• EXERCISE AIM
Give the rows below as a Markdown table with the columns Number and Row text, starting at the row that contains "Note: in this drill the class marks the engine" and ending with the last row, inclusive. Leave out any blank lines.

• RECORDED DATA
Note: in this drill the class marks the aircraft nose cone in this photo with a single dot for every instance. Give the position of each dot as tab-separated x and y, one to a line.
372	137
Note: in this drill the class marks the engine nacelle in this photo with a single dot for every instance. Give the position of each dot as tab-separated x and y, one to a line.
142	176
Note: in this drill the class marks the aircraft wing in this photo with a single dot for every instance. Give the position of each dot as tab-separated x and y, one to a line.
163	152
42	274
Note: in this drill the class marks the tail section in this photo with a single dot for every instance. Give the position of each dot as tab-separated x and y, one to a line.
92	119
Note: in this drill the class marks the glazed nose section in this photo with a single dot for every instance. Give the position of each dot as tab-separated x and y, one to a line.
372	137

• FINISHED EXERCISE
| Number | Row text |
|---|---|
| 1 | Note: in this drill the class marks the engine nacelle in this photo with a single dot for every instance. Give the position of each dot as tab-separated x and y, one to a line. |
| 2 | 142	176 |
| 3 | Note: in this drill the class marks the aircraft wing in this photo with a single dot for every instance. Give the position of each dot as tab-separated x and y, one to a line. |
| 4 | 163	152 |
| 5 | 42	274 |
| 6 | Note: in this drill the class marks the tail section in this photo with a single dot for every instance. Give the position of each dot as tab-separated x and y, one to a line. |
| 7 | 92	119 |
| 8 | Note: in this drill the class marks the glazed nose section in this photo with a single dot for every instance. Give the position of each dot as tab-separated x and y, one to a line. |
| 9 | 372	137 |